Data extracted from a collection:
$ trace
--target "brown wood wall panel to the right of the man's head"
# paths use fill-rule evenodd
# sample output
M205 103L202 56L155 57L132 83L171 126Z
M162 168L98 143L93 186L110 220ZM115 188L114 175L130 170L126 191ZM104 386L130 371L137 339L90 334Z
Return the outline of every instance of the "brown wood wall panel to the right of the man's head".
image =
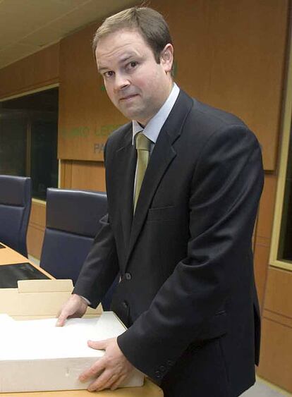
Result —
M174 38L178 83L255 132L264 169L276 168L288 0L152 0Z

* * *

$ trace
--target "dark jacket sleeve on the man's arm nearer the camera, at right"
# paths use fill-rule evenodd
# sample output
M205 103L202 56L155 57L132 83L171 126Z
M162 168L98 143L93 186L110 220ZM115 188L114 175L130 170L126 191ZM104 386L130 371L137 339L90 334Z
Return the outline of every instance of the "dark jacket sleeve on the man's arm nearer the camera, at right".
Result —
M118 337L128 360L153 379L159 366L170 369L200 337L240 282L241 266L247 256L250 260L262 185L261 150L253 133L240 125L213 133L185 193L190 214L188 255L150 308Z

> _Your objective_
Wherever a line in the entries holds "outline", copy that line.

> _Exercise response_
Return the outline of every instance of the "brown wood wall panel to the right of the man's head".
Return the outline of every instance of the "dark jacket sleeve on the man's arm nearer the camera, at right".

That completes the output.